BRANO SELEZIONATO
§
Con una analisi che al tempo della
Guerra Fredda sarebbe parsa il prodotto della disinformazione del Kgb,
Chalmers Johnson fa l’elenco di tutti gli imbrogli, complotti, colpi di
Stato, delle persecuzioni, degli assassinii e degli interventi a favore
di regimi dittatoriali e corrotti nei quali gli Stati Uniti sono stati
apertamente o clandestinamente coinvolti in America Latina, in Africa,
in Asia e nel Medio Oriente dalla fine della Seconda Guerra Mondiale ad
oggi.
Il "contraccolpo" dell’attacco
alle Torri Gemelle ed al Pentagono avrebbe a che fare con tutta una serie
di fatti di questo tipo: fatti che vanno dal colpo di Stato ispirato dalla
Cia contro Mossadeq nel 1953, seguito dall’installazione dello Shah in
Iran, alla Guerra del Golfo, con la conseguente permanenza delle truppe
americane nella penisola araba, in particolare l’Arabia Saudita dove sono
i luoghi sacri dell’Islam.
Secondo Johnson sarebbe stata questa
politica americana "a convincere tanta brava gente in tutto il mondo islamico
che gli Stati Uniti sono un implacabile nemico". Così si spiegherebbe
il virulento anti-americanismo diffuso nel mondo musulmano e che oggi tanto
sorprende gli Stati Uniti ed i loro alleati. Esatta o meno che sia l’analisi
di Chalmers Johnson, è evidente che al fondo di tutti i problemi
odierni degli americani e nostri nel Medio Oriente c’è, a parte
la questione israeliano-palestinese, la ossessiva preoccupazione occidentale
di far restare nelle mani di regimi "amici", qualunque essi fossero, le
riserve petrolifere della regione. Questa è stata la trappola. L’occasione
per uscirne è ora.
Perché non rivediamo la
nostra dipendenza economica dal petrolio? Perché non studiamo davvero,
come avremmo potuto già fare da una ventina d’anni, tutte le possibili
fonti alternative di energia? Ci eviteremmo così d’essere coinvolti
nel Golfo con regimi non meno repressivi ed odiosi dei talebani; ci eviteremmo
i sempre più disastrosi "contraccolpi" che ci verranno sferrati
dagli oppositori a quei regimi, e potremmo comunque contribuire a mantenere
un migliore equilibrio ecologico sul pianeta. Magari salviamo così
anche l’Alaska che proprio un paio di mesi fa è stata aperta ai
trivellatori, guarda caso dal presidente Bush, le cui radici politiche
- tutti lo sanno - sono fra i petrolieri.
§
VOCI FORNITE
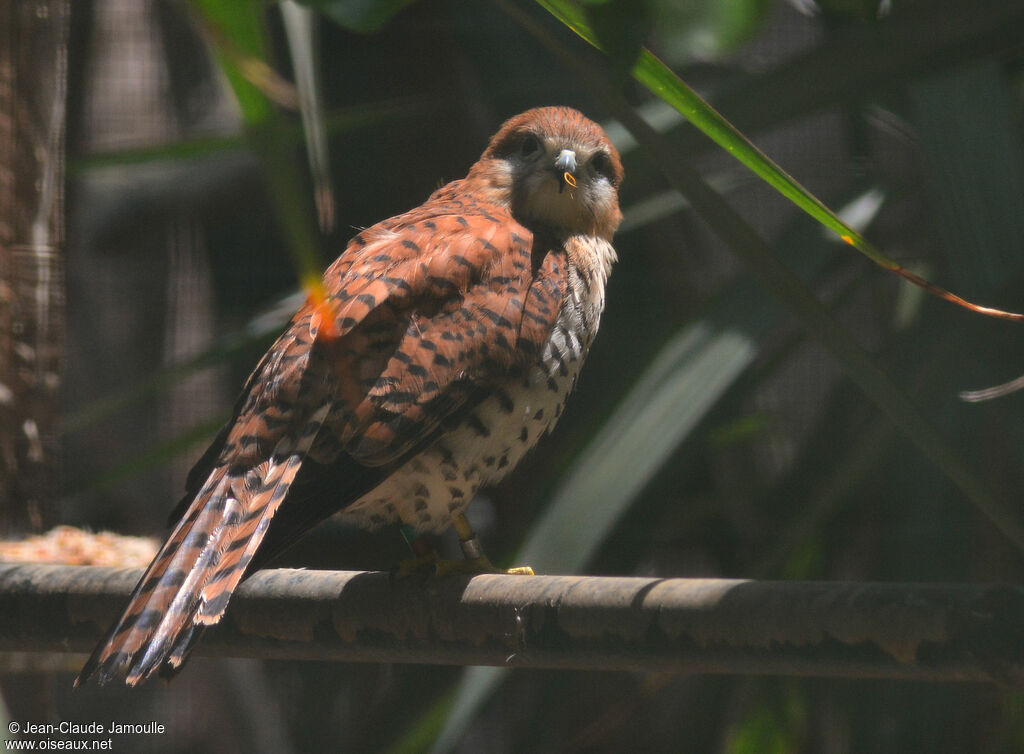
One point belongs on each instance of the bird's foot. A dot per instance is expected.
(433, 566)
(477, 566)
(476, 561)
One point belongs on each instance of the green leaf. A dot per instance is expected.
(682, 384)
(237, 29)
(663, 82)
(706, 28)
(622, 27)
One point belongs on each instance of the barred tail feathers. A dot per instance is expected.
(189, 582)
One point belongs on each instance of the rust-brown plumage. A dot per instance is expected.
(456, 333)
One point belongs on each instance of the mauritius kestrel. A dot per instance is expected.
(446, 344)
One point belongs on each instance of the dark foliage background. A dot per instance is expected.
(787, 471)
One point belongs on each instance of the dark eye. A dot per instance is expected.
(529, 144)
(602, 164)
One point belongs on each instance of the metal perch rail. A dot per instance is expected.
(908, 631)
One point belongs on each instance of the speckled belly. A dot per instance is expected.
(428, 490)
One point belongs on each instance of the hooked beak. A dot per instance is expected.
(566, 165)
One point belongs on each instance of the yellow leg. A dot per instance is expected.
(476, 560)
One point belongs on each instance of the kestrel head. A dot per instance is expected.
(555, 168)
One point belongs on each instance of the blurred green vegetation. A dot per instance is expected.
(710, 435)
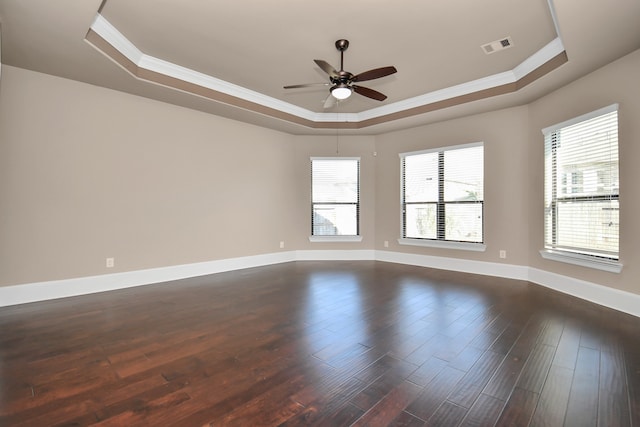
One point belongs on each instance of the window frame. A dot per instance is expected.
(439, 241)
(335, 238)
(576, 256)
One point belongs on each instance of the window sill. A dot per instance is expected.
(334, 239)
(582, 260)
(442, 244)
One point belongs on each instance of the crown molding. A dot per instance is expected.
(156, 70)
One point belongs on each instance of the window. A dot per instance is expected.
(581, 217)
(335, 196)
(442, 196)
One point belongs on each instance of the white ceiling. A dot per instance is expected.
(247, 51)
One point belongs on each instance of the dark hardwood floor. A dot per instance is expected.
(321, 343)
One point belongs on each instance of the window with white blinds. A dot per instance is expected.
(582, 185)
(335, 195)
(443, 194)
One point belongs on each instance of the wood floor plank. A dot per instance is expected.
§
ATTIVITÀ DA SVOLGERE
Ripeti parola per parola la parte del brano sulla politica americana e il petrolio che si apre con le parole contenenti "Secondo Johnson sarebbe" e si chiude con "uscirne è ora.". Le voci sono un materiale a sé, distinto dal brano.

SOLUZIONE DELL'ESERCIZIO
Secondo Johnson sarebbe stata questa
politica americana "a convincere tanta brava gente in tutto il mondo islamico
che gli Stati Uniti sono un implacabile nemico". Così si spiegherebbe
il virulento anti-americanismo diffuso nel mondo musulmano e che oggi tanto
sorprende gli Stati Uniti ed i loro alleati. Esatta o meno che sia l’analisi
di Chalmers Johnson, è evidente che al fondo di tutti i problemi
odierni degli americani e nostri nel Medio Oriente c’è, a parte
la questione israeliano-palestinese, la ossessiva preoccupazione occidentale
di far restare nelle mani di regimi "amici", qualunque essi fossero, le
riserve petrolifere della regione. Questa è stata la trappola. L’occasione
per uscirne è ora.